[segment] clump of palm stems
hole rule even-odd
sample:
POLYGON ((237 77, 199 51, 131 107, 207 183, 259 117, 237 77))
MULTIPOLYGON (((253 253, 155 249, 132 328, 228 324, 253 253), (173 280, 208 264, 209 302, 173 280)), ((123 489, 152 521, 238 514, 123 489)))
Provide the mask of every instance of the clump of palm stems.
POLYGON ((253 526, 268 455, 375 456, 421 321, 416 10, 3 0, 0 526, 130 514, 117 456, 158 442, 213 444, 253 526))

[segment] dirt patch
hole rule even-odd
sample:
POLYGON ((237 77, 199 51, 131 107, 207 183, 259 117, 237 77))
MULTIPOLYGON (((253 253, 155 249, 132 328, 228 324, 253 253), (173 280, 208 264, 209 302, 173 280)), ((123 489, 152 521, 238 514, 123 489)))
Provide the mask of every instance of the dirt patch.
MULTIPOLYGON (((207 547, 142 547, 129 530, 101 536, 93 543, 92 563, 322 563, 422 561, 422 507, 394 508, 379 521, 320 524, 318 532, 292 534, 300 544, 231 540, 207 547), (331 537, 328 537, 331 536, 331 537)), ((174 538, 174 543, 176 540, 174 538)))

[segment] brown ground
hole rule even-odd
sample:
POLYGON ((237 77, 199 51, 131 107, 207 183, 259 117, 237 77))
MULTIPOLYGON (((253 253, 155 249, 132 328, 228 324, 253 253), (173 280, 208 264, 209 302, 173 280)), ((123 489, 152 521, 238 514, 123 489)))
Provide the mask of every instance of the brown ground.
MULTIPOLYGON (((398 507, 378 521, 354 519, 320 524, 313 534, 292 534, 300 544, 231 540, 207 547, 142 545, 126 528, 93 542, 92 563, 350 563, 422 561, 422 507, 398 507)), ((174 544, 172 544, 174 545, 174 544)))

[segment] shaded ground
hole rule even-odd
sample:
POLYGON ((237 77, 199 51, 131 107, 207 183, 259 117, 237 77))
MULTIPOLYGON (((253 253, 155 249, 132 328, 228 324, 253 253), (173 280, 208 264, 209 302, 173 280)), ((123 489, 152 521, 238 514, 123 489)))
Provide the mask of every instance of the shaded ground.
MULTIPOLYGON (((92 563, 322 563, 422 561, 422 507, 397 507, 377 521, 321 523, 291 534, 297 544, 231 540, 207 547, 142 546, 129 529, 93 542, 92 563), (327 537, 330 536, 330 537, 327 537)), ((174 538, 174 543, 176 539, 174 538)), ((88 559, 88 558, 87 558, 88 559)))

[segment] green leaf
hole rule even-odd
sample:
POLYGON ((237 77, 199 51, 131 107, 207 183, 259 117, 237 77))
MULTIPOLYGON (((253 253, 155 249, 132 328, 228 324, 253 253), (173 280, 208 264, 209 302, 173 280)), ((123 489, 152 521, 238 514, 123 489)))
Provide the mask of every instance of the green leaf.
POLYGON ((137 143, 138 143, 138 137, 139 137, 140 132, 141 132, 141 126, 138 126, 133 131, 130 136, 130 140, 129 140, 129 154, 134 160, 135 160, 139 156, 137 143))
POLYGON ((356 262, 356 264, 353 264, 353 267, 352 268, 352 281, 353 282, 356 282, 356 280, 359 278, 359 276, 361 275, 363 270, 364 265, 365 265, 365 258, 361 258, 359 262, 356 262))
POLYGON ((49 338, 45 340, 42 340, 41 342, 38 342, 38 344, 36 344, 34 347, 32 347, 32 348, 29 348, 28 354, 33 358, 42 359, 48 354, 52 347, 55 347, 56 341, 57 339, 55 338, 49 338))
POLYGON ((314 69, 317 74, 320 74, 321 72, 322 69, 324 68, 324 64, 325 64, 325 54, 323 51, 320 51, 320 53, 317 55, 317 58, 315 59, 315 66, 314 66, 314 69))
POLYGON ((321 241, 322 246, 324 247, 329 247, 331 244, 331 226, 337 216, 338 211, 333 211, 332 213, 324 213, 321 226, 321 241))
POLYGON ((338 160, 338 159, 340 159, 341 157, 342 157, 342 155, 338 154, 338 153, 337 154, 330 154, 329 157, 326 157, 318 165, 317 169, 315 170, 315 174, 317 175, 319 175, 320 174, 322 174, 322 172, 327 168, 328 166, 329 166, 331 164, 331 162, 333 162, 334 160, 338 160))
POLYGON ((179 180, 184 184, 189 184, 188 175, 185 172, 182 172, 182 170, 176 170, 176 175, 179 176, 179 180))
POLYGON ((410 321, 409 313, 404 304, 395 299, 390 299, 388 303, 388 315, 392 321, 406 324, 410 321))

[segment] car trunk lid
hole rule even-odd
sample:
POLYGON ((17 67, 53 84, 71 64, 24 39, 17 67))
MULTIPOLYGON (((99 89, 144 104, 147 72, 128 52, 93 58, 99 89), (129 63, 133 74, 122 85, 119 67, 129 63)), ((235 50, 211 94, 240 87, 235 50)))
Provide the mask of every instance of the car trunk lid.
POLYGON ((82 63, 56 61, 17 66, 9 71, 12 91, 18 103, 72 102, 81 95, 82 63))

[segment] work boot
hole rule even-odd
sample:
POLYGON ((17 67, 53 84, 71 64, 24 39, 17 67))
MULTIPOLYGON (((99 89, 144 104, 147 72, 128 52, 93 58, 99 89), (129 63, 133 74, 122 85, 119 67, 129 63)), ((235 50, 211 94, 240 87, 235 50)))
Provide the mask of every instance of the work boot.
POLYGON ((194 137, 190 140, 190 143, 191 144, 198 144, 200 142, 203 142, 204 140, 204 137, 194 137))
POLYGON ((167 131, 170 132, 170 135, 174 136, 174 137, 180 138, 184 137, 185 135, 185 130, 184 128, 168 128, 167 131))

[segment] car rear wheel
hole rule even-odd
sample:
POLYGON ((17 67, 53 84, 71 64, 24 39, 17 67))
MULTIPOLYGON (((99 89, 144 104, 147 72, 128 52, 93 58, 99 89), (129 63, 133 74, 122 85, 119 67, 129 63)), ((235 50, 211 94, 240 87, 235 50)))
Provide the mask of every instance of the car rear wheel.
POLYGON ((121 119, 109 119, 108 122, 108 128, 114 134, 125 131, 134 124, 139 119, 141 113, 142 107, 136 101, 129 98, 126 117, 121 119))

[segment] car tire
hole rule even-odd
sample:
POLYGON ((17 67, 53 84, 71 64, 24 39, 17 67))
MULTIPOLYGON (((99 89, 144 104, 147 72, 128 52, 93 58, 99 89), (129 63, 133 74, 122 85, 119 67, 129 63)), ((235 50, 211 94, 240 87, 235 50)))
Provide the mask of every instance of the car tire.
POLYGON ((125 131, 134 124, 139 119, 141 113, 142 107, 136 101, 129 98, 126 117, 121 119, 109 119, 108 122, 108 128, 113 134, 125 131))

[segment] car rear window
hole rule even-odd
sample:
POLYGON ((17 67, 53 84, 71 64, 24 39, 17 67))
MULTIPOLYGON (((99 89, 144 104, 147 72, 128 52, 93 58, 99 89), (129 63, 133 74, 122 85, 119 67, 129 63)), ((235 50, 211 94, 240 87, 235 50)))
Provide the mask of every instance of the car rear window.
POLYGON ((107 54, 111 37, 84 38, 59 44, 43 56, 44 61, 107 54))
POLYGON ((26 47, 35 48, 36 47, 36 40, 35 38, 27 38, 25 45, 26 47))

● ● ●

Return every line of the data above that contains the string "palm". Matching is case-sensitive.

● RESULT OF THIS EXERCISE
[segment] clump of palm stems
Provide the mask of every instance of the clump of palm stems.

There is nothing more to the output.